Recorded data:
========================================================================

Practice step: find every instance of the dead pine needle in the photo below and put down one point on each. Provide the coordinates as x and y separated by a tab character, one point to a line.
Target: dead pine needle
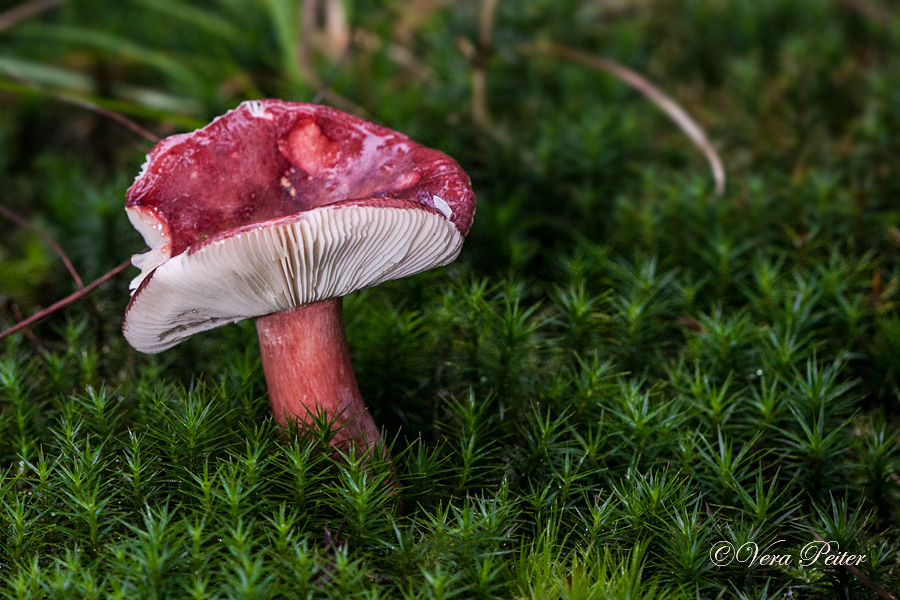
684	121
24	224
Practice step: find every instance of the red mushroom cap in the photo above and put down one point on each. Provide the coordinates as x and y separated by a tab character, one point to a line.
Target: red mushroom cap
275	205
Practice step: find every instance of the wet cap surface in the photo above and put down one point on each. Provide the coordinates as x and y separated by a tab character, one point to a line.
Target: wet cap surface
275	205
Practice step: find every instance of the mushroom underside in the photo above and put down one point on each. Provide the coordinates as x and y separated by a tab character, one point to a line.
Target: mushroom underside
324	253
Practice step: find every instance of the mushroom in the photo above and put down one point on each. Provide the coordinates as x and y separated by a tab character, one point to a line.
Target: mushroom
275	211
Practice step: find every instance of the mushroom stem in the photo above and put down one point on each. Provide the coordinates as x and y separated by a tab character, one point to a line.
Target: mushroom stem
307	365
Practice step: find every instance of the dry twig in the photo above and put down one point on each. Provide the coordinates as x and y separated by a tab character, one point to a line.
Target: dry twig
65	301
650	91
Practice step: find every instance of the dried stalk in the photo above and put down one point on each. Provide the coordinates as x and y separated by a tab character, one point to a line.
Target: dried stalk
65	301
684	121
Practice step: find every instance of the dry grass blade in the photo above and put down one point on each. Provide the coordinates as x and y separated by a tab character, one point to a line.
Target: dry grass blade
25	11
650	91
65	301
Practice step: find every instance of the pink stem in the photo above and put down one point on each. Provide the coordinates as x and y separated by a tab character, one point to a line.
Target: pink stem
308	371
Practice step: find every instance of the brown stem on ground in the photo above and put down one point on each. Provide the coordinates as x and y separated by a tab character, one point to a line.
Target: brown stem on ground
65	301
307	365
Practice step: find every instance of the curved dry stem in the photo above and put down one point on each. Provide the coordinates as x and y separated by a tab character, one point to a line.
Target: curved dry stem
65	301
684	121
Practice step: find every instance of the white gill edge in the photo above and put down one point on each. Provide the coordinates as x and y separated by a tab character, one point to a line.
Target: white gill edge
154	233
327	254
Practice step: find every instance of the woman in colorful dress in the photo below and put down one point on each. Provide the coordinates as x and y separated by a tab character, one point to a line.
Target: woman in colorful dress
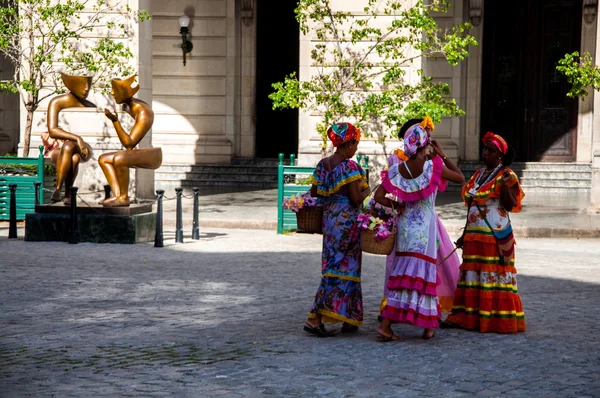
342	186
448	261
487	298
412	280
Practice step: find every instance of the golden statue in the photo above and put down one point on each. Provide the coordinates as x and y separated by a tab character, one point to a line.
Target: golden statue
74	150
116	165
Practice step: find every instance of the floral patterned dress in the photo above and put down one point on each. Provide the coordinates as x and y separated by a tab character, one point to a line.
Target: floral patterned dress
487	298
411	285
339	296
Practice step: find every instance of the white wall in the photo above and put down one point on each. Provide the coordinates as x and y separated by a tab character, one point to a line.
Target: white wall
194	104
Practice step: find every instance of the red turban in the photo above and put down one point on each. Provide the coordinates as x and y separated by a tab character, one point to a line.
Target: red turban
340	133
496	140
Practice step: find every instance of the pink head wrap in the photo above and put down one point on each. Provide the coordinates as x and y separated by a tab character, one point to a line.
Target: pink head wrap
415	138
496	140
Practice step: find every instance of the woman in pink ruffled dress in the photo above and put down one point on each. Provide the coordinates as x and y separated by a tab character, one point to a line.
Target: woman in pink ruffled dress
412	281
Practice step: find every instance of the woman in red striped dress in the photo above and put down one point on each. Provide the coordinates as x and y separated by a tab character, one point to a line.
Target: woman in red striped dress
487	298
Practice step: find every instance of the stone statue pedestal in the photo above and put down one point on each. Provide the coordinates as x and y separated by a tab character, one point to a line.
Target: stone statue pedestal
97	224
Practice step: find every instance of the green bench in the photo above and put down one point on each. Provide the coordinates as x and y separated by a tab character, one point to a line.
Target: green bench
24	173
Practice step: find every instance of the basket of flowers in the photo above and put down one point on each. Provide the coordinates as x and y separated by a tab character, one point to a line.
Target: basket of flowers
377	229
309	215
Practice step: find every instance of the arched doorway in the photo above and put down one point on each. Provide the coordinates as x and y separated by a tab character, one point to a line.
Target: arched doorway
277	55
523	96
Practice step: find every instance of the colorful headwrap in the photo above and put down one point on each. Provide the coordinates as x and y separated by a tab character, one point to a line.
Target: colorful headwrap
496	140
340	133
427	123
415	138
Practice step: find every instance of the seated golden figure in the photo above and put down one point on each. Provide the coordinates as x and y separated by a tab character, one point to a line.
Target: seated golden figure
116	165
73	150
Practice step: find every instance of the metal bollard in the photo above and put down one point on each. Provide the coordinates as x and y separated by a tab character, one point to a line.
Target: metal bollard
159	236
12	227
106	192
74	223
37	186
179	221
195	226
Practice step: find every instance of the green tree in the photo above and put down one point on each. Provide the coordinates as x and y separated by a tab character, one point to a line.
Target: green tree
580	72
45	37
360	64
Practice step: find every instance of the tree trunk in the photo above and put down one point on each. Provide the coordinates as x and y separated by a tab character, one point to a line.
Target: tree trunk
27	137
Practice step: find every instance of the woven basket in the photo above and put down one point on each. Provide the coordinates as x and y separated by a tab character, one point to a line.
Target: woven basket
310	219
370	245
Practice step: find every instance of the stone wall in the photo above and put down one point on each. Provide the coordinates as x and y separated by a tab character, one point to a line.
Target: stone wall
195	105
448	132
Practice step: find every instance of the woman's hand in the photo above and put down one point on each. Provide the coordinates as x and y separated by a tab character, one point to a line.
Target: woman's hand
460	242
508	194
82	148
437	149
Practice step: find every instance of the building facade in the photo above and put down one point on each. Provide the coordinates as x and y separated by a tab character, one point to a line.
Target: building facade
215	107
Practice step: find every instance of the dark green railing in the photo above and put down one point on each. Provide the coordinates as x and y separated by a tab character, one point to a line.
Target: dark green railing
24	172
294	180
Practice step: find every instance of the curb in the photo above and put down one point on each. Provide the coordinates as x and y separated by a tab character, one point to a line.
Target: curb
524	232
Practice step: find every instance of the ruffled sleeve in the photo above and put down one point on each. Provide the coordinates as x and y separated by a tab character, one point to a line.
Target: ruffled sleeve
492	189
330	182
421	187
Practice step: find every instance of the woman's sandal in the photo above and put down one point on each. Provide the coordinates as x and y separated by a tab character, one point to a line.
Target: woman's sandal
382	338
448	325
319	331
346	328
428	336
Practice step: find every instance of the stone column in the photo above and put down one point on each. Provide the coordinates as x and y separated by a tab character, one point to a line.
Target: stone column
595	133
141	46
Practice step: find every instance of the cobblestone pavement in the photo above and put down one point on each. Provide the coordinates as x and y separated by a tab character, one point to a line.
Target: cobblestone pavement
223	316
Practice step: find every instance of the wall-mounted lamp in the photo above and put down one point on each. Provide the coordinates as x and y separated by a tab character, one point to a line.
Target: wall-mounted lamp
475	12
590	10
186	44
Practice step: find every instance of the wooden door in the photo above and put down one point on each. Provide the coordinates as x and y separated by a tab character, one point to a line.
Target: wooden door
523	96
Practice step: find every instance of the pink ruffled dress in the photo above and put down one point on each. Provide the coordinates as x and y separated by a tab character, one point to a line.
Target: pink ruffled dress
412	283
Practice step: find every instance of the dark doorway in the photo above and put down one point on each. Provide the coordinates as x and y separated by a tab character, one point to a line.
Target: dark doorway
277	55
523	96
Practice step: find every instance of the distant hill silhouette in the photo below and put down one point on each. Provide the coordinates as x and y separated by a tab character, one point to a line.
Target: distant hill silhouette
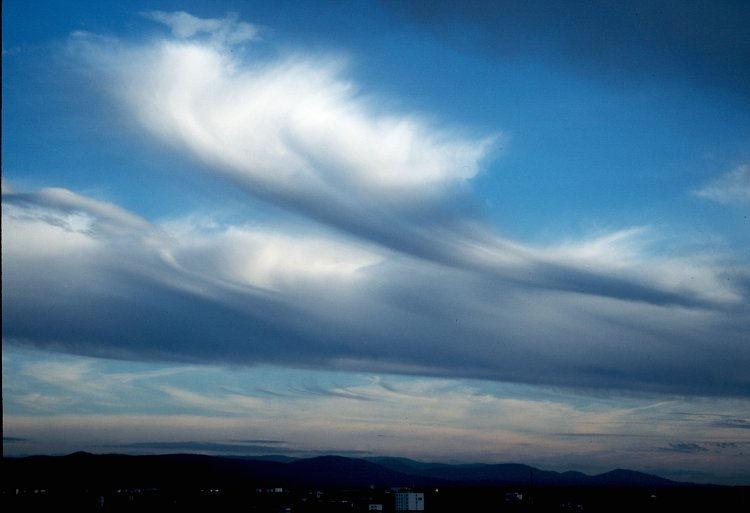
185	470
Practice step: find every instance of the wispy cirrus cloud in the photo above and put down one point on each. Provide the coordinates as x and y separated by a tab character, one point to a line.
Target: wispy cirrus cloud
326	301
381	273
227	30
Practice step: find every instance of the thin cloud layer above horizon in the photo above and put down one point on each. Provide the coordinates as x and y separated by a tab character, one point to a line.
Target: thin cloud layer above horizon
324	223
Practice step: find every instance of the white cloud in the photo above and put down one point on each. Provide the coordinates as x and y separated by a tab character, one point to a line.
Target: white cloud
730	188
228	30
248	294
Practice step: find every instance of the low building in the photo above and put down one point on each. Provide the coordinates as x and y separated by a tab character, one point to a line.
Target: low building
409	501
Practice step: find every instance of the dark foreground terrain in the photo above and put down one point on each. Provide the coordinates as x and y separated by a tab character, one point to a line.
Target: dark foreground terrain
113	483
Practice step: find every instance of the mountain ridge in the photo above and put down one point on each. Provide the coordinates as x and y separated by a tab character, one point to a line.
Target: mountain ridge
197	469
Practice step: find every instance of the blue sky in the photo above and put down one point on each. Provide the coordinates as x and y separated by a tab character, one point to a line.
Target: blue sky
214	209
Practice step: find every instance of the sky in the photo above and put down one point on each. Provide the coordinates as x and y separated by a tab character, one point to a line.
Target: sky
454	232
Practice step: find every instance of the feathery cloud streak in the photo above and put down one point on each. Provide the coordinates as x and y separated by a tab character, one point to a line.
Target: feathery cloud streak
86	277
392	278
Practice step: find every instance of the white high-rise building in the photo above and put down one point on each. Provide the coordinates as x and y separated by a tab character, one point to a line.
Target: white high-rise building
409	501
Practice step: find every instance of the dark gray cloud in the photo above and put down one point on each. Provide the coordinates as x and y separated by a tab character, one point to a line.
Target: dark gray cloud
14	439
239	296
705	43
733	423
684	447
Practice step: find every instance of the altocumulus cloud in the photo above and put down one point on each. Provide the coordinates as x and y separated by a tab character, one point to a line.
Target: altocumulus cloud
381	275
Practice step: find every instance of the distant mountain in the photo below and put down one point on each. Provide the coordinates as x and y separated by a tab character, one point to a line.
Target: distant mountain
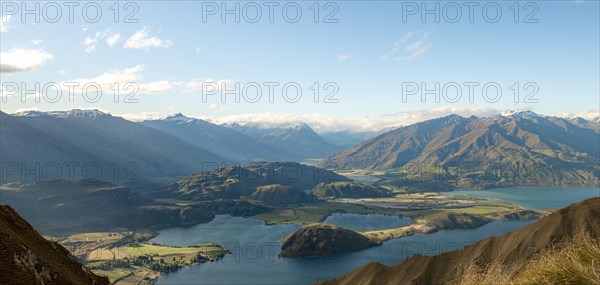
28	258
235	182
297	142
510	252
90	137
504	150
347	138
220	140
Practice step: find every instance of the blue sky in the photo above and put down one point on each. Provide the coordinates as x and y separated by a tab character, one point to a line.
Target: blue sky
368	54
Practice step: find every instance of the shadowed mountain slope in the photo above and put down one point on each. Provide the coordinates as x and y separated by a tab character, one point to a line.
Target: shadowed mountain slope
511	251
28	258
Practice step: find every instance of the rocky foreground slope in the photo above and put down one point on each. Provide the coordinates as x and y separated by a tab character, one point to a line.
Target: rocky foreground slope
27	258
511	251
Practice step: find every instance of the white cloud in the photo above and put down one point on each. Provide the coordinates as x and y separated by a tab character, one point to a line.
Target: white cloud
26	110
91	42
215	107
196	85
343	57
3	23
325	123
409	51
113	39
140	40
19	60
127	75
155	87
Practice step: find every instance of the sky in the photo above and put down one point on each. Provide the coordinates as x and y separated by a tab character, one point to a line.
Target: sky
361	65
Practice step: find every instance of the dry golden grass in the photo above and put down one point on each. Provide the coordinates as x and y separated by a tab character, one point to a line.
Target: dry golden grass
576	261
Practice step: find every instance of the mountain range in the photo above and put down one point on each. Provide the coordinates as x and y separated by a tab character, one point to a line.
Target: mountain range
515	149
90	144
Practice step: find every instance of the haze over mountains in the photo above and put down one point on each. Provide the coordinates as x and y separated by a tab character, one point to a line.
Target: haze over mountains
515	149
550	149
168	148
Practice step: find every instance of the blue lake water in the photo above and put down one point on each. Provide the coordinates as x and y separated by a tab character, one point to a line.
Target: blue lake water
534	197
255	246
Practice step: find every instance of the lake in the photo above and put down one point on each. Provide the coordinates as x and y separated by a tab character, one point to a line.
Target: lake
370	222
534	198
255	246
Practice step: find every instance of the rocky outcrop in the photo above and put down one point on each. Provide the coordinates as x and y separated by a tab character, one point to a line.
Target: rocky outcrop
323	240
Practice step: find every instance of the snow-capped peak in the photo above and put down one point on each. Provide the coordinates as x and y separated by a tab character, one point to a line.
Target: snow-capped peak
521	114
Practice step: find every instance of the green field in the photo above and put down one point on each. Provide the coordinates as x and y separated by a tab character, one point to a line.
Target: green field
151	249
113	274
318	211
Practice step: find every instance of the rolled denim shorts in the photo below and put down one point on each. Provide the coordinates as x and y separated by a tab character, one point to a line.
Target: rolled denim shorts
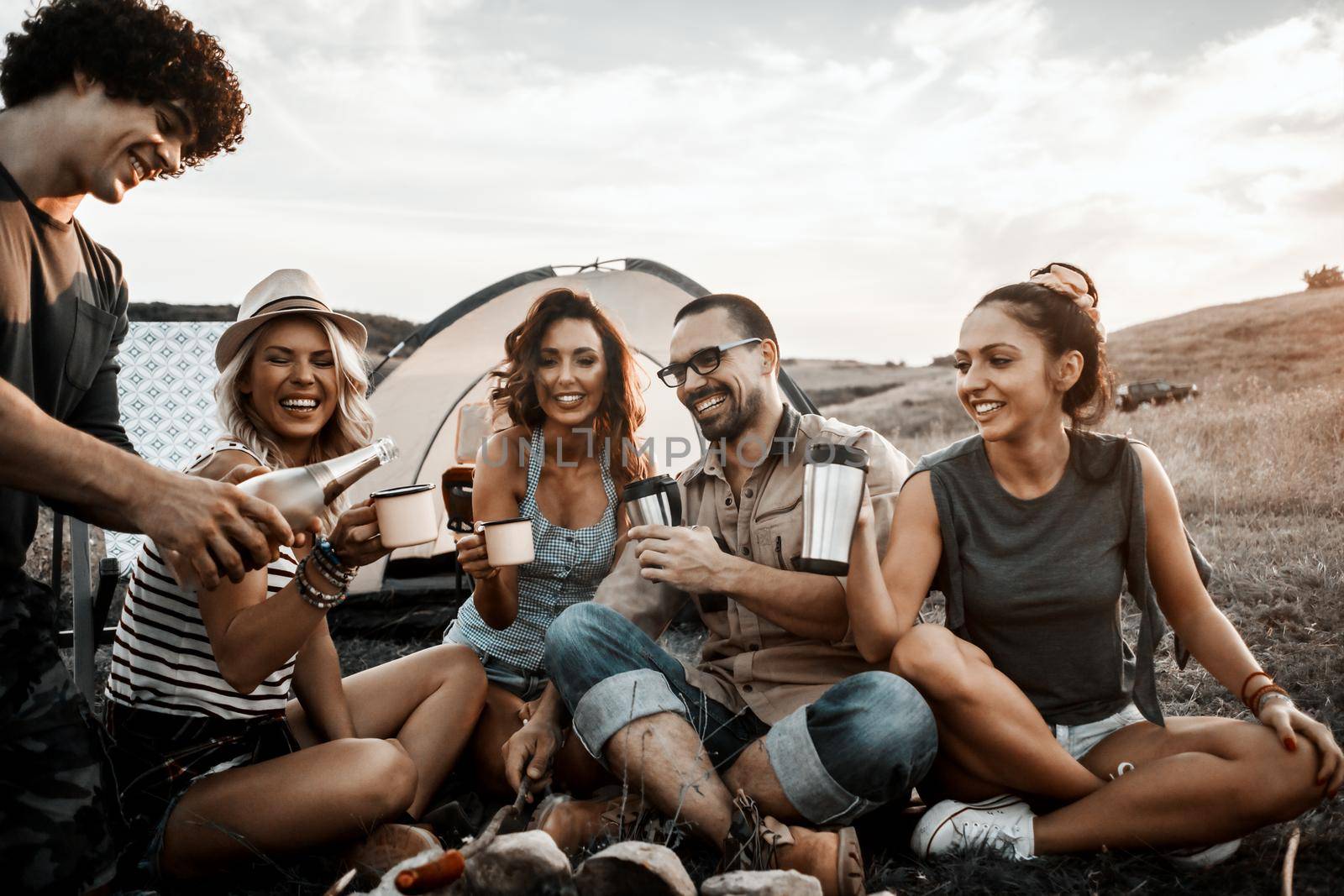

========================================================================

Leave out each picture and extract the lines from the one containing "Practice step: find every instance of the blue lake" through the end of the records above, inclusive, exactly as they stand.

Practice step: find every instance of the blue lake water in the photo above and put down one point on each. Provide the coordinates as x and y separated by a tab character, one point to a line.
Target: blue lake water
534	197
255	246
Practice step: find every instance of the lake in the photo above and put down one point on each. Provide the coordinates as x and y separated by a tab character, one point to a line.
Target: lake
370	222
534	198
255	246
Practice step: find every instance of the rocky outcrop in the photo above and put down one point on each. Provide the coordinates as x and y separated by a tab character, one point to a line.
Target: rocky outcrop
323	240
Practice step: find every instance of the snow-capped peak in the photo above and put down one point on each. Provide the coordinates as x and y separated by a tab character, one point to a line.
Target: snow-capped peak
521	114
Practice step: find every instance of the green field in the photo above and put down one point on each. Provide the coordinates as x and y separated by a tab character, one point to a line.
Target: green field
151	249
113	274
318	211
Practice step: find every instance of the rolled denim shorts in the photo below and put down one point on each. Provide the coordinates as x and y separated by a tab character, one point to a line.
Target: rolled denim shorts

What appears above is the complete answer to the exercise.